(About this task): In the listing below, find each line that holds "target" and list it.

* * * * * * * * *

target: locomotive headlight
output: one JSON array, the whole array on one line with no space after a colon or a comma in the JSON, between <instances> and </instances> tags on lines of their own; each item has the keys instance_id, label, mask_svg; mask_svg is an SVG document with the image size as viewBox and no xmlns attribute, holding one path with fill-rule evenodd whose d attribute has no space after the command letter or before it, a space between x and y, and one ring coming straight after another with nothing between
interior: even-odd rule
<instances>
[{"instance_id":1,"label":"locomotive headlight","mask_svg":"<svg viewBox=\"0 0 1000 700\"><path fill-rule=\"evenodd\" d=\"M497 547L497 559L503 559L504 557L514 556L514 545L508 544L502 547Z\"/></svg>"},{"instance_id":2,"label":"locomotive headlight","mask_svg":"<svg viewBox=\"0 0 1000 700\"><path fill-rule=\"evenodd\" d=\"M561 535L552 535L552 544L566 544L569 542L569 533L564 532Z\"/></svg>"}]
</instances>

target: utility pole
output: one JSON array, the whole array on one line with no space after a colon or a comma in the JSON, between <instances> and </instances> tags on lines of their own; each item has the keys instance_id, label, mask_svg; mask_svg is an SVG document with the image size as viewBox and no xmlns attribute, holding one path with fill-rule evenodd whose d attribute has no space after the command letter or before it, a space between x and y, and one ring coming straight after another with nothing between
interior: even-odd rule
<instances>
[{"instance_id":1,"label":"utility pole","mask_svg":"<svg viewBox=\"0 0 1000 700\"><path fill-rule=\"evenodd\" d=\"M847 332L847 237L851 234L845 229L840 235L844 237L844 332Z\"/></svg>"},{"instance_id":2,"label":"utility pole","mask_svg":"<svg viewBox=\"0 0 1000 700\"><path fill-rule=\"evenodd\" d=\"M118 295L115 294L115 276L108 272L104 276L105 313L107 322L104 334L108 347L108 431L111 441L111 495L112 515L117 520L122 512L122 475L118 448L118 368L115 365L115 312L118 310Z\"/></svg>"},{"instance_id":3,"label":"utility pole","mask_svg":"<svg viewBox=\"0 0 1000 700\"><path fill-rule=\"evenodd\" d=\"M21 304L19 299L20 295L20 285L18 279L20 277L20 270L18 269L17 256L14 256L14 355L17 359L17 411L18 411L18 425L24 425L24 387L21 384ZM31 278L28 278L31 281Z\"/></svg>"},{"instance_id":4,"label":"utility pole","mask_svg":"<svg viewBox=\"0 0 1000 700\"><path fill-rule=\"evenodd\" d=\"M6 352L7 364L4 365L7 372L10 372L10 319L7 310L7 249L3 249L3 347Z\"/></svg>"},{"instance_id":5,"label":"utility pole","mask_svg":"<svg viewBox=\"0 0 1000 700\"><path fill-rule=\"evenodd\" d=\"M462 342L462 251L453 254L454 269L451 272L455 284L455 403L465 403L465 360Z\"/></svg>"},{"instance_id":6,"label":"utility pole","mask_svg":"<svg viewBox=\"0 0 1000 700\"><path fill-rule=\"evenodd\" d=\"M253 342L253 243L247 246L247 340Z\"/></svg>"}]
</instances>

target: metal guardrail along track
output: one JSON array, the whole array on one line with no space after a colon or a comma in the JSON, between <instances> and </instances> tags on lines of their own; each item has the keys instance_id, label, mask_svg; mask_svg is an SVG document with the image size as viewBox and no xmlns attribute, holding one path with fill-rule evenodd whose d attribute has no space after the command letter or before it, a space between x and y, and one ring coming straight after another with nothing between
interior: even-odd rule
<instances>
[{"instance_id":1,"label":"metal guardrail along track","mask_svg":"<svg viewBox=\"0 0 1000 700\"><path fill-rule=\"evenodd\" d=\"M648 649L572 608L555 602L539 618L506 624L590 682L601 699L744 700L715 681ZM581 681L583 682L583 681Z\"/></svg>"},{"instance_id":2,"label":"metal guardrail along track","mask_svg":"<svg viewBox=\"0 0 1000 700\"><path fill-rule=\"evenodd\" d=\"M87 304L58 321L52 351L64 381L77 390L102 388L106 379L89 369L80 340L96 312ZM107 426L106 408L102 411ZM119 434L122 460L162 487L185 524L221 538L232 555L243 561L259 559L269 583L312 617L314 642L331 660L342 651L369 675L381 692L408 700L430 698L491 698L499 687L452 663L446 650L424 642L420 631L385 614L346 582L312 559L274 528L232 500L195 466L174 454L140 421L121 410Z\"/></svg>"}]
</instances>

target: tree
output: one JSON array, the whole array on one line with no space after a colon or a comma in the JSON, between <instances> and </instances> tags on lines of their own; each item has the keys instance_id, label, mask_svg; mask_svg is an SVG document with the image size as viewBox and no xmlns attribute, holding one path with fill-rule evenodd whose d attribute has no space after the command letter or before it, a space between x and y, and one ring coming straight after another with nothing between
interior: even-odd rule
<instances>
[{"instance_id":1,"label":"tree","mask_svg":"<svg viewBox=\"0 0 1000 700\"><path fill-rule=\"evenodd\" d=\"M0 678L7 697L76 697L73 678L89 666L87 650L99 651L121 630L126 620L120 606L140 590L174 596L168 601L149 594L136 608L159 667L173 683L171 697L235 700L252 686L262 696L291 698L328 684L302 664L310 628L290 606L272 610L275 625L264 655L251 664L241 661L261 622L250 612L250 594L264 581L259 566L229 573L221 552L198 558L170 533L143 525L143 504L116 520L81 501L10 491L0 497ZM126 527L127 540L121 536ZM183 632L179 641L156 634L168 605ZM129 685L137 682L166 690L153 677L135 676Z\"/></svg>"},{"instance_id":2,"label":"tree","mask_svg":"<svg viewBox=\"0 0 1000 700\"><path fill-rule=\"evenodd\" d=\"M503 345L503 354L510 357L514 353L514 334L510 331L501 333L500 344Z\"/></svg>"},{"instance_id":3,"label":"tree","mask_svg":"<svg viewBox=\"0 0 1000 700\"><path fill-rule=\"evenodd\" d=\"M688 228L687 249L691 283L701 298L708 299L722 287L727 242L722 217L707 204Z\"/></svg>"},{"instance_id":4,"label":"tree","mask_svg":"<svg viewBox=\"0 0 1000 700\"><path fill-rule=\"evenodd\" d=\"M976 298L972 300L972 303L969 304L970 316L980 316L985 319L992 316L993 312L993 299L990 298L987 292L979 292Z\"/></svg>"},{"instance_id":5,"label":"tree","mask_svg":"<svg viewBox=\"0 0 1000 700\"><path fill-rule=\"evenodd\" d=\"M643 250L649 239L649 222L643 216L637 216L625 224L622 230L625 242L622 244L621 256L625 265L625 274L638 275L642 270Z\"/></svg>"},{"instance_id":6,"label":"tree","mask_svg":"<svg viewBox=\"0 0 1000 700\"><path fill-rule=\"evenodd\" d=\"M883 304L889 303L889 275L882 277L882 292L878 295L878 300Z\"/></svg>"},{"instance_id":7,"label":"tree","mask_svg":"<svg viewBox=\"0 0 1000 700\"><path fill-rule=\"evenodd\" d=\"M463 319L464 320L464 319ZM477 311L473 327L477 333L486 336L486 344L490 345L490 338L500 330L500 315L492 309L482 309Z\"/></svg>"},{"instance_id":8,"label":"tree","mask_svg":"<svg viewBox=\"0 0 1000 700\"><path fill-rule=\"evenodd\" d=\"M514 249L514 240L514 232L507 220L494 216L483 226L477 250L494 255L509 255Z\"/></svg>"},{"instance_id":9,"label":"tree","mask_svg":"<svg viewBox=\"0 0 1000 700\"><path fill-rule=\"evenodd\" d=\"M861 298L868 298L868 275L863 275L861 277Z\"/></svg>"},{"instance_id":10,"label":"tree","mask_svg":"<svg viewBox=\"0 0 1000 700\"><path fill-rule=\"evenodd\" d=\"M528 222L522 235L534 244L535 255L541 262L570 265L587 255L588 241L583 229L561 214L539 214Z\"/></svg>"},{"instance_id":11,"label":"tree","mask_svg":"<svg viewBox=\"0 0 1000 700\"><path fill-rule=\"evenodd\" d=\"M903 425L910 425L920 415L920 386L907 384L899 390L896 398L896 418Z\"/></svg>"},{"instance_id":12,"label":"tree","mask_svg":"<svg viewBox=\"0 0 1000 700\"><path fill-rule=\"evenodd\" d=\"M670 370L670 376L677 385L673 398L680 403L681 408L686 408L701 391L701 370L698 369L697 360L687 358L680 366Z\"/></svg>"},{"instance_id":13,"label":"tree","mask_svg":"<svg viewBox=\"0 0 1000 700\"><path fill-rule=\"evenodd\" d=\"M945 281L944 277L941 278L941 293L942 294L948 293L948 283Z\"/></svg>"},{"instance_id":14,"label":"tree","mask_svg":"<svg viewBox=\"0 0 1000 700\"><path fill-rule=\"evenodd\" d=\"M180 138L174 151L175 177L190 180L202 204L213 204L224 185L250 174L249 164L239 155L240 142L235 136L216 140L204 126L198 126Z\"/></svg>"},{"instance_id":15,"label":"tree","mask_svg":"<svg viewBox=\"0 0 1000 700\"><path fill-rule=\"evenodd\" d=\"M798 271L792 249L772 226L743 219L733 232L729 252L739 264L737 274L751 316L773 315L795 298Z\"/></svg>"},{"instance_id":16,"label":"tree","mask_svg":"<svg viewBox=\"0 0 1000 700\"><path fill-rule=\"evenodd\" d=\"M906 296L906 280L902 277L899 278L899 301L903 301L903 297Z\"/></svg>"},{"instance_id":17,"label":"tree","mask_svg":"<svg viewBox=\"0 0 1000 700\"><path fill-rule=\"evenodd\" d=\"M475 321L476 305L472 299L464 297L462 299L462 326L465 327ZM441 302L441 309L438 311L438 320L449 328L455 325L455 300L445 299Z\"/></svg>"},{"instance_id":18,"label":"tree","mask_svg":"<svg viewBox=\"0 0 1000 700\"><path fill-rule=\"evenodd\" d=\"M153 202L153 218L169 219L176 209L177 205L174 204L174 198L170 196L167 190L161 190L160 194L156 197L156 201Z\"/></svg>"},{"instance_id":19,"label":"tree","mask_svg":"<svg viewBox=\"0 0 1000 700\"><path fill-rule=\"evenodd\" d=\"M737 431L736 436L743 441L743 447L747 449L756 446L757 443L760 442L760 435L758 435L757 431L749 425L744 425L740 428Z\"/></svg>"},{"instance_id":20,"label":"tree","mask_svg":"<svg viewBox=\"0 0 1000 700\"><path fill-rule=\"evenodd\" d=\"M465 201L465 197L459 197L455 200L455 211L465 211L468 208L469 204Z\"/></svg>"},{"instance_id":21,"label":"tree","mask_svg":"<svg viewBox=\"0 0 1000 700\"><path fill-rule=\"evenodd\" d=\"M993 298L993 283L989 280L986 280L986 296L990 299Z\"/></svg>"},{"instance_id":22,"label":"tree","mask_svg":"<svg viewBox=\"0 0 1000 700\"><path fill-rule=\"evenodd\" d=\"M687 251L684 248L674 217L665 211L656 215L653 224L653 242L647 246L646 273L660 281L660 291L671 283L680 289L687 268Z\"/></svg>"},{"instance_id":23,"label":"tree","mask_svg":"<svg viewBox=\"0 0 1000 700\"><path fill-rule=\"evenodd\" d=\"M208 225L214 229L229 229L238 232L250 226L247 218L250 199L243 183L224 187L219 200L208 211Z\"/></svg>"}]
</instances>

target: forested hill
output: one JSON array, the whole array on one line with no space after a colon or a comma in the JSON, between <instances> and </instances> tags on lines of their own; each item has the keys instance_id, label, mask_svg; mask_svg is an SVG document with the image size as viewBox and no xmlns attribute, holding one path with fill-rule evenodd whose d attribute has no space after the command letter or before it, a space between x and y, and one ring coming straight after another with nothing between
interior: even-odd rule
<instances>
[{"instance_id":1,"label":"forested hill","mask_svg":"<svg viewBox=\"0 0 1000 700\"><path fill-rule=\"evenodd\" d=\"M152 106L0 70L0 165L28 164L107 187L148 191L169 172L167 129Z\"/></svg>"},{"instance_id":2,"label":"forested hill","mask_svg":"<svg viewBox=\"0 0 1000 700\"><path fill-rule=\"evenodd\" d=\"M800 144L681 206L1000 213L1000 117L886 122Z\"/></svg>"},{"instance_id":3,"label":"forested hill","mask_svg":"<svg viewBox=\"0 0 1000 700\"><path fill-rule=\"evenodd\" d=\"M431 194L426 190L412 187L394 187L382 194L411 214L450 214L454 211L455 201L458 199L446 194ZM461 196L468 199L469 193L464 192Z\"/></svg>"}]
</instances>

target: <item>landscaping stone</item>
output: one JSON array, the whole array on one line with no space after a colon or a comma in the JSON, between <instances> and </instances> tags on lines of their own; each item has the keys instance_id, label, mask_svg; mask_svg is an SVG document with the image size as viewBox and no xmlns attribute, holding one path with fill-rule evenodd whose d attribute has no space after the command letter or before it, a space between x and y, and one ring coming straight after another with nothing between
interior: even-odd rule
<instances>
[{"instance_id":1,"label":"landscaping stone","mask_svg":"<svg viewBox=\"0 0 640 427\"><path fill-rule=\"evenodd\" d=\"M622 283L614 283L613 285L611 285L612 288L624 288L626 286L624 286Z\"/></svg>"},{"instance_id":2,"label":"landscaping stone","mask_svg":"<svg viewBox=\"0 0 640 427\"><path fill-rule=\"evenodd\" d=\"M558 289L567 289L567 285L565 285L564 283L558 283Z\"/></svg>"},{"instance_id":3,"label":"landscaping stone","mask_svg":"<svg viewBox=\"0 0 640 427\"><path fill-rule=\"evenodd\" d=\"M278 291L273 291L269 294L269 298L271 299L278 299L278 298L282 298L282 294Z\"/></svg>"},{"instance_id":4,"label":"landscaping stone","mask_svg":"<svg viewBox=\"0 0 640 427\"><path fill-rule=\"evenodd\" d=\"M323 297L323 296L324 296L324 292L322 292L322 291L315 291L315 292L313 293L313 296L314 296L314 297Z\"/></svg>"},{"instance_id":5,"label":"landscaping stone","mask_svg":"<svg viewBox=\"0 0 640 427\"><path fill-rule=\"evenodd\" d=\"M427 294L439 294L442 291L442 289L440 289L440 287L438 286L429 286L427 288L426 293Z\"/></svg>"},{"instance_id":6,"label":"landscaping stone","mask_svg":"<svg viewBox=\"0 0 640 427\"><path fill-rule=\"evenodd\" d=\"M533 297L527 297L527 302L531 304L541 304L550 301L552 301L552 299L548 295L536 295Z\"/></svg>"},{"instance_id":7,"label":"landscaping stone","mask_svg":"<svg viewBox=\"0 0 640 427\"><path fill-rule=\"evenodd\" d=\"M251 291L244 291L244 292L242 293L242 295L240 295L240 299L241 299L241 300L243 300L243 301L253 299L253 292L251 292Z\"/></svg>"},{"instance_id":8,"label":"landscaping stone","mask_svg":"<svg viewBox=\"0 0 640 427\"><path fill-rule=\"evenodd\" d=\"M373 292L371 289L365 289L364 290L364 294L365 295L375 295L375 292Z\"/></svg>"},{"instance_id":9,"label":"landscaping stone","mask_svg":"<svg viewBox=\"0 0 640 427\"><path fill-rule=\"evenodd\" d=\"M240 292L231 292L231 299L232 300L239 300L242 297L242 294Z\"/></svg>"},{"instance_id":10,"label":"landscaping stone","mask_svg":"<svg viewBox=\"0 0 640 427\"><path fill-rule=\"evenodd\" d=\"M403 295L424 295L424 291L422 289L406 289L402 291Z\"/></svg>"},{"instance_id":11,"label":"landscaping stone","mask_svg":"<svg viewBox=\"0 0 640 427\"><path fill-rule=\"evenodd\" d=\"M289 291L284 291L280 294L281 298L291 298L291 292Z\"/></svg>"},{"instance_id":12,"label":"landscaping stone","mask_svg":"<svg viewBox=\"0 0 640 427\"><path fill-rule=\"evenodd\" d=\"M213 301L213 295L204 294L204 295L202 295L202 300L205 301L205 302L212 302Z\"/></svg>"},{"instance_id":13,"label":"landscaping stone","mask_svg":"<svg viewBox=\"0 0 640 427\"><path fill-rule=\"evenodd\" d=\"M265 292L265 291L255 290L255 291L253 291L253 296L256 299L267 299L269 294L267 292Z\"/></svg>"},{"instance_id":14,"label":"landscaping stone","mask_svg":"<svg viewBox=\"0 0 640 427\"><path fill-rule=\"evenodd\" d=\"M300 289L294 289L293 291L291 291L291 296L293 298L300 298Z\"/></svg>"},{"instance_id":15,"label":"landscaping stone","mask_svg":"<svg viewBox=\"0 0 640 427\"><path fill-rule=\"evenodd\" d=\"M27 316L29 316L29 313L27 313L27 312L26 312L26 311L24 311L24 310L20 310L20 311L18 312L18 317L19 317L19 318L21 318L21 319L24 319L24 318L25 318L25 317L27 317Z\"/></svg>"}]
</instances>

* * * * * * * * *

(Expected answer):
target: locomotive headlight
target: utility pole
target: metal guardrail along track
target: tree
target: forested hill
target: <item>landscaping stone</item>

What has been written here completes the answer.